The source of the controversy surrounding the "twin Karmapas" involves the belief that when a leader of a sect dies, he is reincarnated soon after in the body of a baby boy.
On November 6, 1981, Rangjung Rigpe Dorje, the 16th Karmapa, died at a cancer center near Chicago, and the duty of finding the child who was his reincarnation and successor fell to four of the Karmapa's disciples who were living Buddhas in their own right: the Shampar, Tai Situ, Jamgon, and Gyalstab rinpoches.
Little could anyone have expected that the process of finding a successor would twist and turn like some convoluted film plot, so that ten years passed with no 17th Karmapa having been found. As the four disciples followed leads that took them from Tibet to elsewhere in Asia and even as far as Europe, numerous reports circulated about their finding living Buddhas and spiritual children.

# # # #

--- EXERCISE DESCRIPTION ---
Reproduce the passage on the search for the 17th Karmapa word for word, beginning at "The source of" and stopping after "a baby boy.".

--- EXTRACTED ENTRIES ---
# # # #

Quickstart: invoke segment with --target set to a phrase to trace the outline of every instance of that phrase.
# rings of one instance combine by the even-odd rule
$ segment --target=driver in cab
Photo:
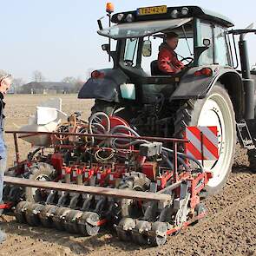
[[[185,65],[177,58],[174,49],[179,43],[179,36],[174,33],[167,34],[166,43],[161,43],[158,54],[158,69],[167,75],[174,75],[184,69]]]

# # # #

--- ANSWER FOR THIS EXERCISE ---
The source of the controversy surrounding the "twin Karmapas" involves the belief that when a leader of a sect dies, he is reincarnated soon after in the body of a baby boy.